## [Your task]
The records should be restated exactly from their first line through the line with "# test: identify the wooden fence" in it.

## [Data for this exercise]

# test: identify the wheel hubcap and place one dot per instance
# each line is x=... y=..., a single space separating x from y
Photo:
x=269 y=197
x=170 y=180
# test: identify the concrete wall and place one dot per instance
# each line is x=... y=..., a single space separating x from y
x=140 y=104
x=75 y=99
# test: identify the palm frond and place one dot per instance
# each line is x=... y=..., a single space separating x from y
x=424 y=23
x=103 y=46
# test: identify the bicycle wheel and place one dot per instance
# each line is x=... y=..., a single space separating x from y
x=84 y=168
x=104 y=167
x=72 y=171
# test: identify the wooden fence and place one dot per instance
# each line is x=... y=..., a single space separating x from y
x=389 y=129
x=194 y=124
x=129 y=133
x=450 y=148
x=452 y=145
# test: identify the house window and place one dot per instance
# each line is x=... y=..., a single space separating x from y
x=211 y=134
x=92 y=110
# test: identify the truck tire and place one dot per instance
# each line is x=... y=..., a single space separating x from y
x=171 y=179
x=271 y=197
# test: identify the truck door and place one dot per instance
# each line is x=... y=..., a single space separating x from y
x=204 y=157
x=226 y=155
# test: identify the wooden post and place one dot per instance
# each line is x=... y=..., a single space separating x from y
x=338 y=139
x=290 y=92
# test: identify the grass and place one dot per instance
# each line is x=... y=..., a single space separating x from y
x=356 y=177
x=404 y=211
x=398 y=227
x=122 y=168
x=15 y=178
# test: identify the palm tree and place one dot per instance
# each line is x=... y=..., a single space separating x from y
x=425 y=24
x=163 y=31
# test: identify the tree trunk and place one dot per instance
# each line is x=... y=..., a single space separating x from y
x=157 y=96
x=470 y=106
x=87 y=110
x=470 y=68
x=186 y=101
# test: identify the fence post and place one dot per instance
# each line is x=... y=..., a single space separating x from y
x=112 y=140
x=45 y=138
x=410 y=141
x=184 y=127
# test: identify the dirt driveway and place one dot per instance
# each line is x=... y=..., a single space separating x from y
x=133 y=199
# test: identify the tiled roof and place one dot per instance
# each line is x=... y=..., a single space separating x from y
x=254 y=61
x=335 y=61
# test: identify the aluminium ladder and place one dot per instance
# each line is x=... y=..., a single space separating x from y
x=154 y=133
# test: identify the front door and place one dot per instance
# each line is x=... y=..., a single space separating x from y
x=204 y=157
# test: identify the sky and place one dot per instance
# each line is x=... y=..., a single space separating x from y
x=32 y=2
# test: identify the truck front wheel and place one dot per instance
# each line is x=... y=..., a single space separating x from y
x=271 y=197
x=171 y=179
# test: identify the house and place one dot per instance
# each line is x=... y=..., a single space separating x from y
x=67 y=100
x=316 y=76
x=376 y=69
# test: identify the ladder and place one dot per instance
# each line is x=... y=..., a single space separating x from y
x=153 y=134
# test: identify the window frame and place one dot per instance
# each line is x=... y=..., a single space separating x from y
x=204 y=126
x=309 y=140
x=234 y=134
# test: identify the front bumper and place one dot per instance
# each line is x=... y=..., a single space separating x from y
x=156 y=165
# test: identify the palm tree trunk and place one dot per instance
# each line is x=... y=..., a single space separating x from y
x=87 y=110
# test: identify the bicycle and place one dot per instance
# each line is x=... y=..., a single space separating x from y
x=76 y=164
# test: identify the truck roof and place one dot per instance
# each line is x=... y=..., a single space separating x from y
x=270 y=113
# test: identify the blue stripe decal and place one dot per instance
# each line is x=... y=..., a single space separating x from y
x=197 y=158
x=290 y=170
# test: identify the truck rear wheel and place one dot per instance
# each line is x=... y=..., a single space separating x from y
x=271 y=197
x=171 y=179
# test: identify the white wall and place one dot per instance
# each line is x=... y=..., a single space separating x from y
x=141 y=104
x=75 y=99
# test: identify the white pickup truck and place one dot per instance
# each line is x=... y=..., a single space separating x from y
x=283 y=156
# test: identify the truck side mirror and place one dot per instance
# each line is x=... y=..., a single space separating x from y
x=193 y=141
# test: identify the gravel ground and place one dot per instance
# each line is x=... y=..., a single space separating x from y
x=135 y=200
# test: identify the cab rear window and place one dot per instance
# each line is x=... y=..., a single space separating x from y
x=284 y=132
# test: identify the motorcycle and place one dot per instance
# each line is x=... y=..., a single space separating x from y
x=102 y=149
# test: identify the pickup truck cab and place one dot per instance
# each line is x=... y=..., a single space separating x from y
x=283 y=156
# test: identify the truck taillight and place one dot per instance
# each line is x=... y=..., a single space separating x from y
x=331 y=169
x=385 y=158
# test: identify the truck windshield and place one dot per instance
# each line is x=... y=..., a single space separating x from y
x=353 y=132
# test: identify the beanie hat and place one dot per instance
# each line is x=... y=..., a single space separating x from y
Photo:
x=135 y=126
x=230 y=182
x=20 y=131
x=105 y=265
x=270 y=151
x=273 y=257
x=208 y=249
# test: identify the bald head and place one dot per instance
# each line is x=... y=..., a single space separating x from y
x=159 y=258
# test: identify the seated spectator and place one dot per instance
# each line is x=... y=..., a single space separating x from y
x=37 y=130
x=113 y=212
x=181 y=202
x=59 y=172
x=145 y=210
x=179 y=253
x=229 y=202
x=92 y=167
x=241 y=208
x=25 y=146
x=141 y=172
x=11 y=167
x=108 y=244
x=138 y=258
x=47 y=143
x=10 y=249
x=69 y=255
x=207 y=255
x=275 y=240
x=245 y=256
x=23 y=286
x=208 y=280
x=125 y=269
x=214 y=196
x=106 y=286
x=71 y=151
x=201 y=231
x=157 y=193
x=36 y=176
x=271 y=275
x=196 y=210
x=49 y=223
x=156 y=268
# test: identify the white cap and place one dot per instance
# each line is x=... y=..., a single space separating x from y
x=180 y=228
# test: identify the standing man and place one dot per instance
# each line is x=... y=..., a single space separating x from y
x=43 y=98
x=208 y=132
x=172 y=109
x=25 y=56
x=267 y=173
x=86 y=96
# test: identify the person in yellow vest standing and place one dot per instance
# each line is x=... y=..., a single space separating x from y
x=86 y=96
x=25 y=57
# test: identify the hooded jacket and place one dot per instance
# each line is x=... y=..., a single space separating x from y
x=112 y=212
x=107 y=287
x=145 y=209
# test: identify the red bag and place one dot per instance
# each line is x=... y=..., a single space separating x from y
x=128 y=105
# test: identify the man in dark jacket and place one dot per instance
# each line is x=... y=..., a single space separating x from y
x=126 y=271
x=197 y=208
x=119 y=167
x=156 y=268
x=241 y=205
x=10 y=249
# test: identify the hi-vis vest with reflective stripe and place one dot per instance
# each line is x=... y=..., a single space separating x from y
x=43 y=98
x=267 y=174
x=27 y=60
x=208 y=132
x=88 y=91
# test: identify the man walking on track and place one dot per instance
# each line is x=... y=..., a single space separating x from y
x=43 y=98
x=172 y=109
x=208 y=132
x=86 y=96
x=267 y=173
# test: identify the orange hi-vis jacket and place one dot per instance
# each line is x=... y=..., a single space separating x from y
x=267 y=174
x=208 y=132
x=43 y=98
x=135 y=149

## [Output]
# test: identify the wheel hubcap and place one dot per instance
# each line is x=... y=..., a single space separating x from y
Photo:
x=269 y=197
x=170 y=180
# test: identify the concrete wall and place one dot per instance
# each line is x=... y=..., a single space separating x from y
x=140 y=104
x=75 y=99
# test: identify the palm frond and place one dot per instance
# each line is x=... y=..., a single space separating x from y
x=424 y=23
x=103 y=46
# test: identify the bicycle wheel and place one dot per instance
# each line is x=... y=..., a single space separating x from y
x=84 y=168
x=104 y=167
x=72 y=171
# test: identify the wooden fence and place one dot per instance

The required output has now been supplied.